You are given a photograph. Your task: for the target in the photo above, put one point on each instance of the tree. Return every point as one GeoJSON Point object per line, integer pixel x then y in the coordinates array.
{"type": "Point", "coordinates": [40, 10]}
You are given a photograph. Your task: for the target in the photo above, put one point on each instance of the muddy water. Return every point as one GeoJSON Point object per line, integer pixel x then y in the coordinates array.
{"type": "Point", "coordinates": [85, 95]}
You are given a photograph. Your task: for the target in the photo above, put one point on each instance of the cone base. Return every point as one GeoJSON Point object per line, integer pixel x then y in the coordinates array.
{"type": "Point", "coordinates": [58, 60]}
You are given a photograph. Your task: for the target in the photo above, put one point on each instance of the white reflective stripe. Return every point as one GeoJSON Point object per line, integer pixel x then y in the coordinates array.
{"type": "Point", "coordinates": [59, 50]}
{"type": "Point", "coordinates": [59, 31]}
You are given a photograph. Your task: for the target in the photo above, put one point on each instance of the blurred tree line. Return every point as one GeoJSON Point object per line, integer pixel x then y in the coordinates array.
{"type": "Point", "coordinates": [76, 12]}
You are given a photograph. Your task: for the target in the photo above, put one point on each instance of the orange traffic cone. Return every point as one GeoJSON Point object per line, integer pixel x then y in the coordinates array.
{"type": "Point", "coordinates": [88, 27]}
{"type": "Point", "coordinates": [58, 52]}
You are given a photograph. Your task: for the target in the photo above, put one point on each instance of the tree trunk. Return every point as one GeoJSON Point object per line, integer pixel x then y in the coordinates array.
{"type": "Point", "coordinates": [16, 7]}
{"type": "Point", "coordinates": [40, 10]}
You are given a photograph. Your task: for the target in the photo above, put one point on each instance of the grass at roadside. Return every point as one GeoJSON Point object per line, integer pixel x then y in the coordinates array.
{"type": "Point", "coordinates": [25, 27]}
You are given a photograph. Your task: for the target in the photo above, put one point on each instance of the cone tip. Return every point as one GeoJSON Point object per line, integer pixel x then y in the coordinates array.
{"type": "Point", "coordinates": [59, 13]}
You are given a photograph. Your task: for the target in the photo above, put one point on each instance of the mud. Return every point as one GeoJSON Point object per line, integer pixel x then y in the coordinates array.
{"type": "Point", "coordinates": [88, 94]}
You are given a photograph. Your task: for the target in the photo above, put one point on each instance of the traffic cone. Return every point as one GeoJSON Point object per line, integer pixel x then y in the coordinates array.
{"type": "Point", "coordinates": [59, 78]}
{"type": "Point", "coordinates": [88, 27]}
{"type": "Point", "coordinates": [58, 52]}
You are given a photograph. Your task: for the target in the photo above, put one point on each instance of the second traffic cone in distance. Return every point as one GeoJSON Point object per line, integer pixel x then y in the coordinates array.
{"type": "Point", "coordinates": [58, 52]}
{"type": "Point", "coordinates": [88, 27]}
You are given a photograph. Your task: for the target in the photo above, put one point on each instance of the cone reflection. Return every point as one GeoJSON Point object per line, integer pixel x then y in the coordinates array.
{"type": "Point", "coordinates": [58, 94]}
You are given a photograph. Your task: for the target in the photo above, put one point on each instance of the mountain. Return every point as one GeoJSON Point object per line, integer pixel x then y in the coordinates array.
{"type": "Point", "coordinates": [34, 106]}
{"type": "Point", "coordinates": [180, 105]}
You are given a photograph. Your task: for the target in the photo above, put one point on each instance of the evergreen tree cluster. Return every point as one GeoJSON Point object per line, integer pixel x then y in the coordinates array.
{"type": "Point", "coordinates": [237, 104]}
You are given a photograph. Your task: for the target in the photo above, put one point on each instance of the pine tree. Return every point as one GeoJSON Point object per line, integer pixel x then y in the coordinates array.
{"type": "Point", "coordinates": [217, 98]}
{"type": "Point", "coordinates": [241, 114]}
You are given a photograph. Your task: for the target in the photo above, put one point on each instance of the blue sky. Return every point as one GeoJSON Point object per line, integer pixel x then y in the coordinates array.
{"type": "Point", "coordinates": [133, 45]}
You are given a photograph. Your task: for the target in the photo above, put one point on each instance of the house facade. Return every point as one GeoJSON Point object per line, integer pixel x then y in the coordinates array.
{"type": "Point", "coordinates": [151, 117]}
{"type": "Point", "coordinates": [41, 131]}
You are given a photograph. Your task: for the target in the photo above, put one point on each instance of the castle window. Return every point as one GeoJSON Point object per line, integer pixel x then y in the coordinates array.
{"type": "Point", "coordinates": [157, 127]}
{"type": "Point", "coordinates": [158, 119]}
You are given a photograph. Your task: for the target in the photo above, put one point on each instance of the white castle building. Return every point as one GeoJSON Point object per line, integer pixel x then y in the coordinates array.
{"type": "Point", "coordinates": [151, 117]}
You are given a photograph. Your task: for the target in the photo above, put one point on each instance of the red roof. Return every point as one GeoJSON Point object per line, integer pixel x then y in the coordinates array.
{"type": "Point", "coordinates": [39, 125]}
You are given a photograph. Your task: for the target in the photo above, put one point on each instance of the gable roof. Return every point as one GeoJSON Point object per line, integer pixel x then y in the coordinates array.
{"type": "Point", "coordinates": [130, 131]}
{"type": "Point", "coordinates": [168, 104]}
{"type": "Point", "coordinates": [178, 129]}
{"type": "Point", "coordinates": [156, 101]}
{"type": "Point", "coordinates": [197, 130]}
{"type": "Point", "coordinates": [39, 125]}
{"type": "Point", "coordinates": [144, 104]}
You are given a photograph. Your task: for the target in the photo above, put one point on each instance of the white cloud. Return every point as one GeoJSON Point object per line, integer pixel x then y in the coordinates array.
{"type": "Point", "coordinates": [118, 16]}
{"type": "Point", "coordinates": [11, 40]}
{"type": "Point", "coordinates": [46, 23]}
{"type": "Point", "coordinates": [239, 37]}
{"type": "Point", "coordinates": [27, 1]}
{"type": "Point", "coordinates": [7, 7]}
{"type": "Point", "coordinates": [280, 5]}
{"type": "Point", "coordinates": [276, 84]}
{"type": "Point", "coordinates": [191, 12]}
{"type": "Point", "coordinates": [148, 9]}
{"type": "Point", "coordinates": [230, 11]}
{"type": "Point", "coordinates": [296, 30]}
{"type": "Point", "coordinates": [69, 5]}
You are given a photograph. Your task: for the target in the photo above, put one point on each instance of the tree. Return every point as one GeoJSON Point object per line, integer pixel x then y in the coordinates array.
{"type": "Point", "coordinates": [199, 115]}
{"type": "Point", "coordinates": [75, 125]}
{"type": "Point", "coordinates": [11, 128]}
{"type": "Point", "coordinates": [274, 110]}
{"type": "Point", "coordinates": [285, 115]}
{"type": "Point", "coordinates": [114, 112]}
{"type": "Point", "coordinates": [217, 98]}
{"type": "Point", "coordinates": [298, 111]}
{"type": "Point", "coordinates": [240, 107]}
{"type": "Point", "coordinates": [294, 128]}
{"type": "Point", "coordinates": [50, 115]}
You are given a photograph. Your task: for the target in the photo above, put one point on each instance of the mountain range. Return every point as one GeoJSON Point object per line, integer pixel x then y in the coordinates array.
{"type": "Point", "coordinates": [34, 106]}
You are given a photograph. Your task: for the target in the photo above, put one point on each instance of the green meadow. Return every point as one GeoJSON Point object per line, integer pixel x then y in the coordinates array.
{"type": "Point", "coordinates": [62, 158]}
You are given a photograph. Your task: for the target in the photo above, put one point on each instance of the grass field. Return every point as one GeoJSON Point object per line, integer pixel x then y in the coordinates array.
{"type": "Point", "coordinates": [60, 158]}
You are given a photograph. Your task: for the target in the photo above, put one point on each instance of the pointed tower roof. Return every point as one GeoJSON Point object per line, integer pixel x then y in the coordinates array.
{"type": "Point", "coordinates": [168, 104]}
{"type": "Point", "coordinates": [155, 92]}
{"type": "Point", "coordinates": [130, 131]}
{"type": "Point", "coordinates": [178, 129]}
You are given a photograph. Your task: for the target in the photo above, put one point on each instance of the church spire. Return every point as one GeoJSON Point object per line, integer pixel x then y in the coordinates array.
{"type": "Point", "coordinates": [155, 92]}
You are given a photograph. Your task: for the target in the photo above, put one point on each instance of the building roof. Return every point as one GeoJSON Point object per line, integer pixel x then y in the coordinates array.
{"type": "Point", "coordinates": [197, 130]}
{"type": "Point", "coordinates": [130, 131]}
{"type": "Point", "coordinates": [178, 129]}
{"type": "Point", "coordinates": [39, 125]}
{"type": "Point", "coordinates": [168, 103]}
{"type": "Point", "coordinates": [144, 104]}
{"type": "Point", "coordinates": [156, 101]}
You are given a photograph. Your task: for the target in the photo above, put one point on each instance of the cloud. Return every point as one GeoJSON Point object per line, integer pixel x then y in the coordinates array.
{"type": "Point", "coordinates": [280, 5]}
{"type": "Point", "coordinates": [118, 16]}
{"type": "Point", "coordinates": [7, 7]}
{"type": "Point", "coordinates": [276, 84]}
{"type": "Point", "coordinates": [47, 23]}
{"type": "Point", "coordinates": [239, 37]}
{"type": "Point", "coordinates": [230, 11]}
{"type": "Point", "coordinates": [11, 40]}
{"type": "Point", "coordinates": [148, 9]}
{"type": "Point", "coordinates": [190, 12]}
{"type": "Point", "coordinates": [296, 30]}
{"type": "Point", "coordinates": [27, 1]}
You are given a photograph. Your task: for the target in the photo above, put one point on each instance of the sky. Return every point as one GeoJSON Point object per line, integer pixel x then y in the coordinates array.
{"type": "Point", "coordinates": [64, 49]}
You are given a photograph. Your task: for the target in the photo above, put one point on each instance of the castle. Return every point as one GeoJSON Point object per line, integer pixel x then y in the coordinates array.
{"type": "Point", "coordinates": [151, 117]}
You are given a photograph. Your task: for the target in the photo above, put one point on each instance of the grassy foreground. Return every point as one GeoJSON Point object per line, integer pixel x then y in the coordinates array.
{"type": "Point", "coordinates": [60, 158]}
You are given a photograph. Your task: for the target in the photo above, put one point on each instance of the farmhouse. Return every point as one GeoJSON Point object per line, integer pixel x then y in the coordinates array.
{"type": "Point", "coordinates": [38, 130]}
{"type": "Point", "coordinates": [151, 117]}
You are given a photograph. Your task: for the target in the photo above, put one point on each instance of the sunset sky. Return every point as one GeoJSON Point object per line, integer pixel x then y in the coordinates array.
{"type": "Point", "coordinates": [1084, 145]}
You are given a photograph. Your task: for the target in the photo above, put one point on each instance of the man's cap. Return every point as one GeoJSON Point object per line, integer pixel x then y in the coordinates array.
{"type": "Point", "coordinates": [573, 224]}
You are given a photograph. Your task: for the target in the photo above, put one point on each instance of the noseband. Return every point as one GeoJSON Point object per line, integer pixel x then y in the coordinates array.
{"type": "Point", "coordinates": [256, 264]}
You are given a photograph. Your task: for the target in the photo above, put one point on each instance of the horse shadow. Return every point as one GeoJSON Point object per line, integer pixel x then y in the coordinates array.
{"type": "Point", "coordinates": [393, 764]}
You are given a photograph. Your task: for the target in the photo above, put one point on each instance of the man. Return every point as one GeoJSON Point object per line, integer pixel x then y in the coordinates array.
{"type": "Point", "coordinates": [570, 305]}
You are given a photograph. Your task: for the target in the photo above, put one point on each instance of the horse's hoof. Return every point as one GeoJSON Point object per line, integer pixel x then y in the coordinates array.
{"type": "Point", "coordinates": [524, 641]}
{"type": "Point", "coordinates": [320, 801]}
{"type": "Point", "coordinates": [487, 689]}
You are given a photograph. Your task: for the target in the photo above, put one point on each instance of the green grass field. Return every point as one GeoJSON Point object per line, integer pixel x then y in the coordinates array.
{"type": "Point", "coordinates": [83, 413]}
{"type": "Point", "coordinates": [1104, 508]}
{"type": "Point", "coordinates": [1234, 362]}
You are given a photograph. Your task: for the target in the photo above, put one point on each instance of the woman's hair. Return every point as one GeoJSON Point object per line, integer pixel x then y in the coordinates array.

= = = = =

## SHORT TASK
Reproduce only the lines running from the one with "of the man's" through the final line of the listing above, both ends included.

## WRITTEN REPLY
You are given a photograph. Your task: for the target in the photo above, put one point on each instance of the man's cap. Return every point as one GeoJSON Point object per line, integer pixel x then y in the coordinates array.
{"type": "Point", "coordinates": [573, 224]}
You are given a photograph. Your task: for the target in the photo above, put one point on each instance of the noseband. Return every point as one GeoJSON Point object per line, integer pixel x then y in the coordinates array.
{"type": "Point", "coordinates": [256, 264]}
You are given a photograph. Your task: for the target in the photo above, put one point on each instance of the horse shadow. Return every point as one GeoJSON Point object per line, integer pixel x then y in the coordinates array.
{"type": "Point", "coordinates": [393, 764]}
You are given a photograph. Your task: for the target in the photo above, put one point on each instance of the man. Return every point as one GeoJSON Point object per line, integer pixel x then y in the coordinates array.
{"type": "Point", "coordinates": [570, 305]}
You are given a photograph. Your task: for the target in the photo above, put one point on each instance of the horse's hoof. Return every point as one GeoJSON Point object per line, integer pixel x then y in the coordinates array.
{"type": "Point", "coordinates": [524, 641]}
{"type": "Point", "coordinates": [320, 801]}
{"type": "Point", "coordinates": [487, 689]}
You are given a photograph. Your task: for the target in the photo above, put one point on each instance of the green grass field. Return every point as one GeoJSON Point object per line, integer pixel x then y in the coordinates array.
{"type": "Point", "coordinates": [83, 413]}
{"type": "Point", "coordinates": [1104, 508]}
{"type": "Point", "coordinates": [1234, 362]}
You are given a photograph. Your task: for the target in the photo above, put one point on each instance of the woman's hair. Return every point as one GeoJSON Point object per line, integer pixel x then y in the coordinates array.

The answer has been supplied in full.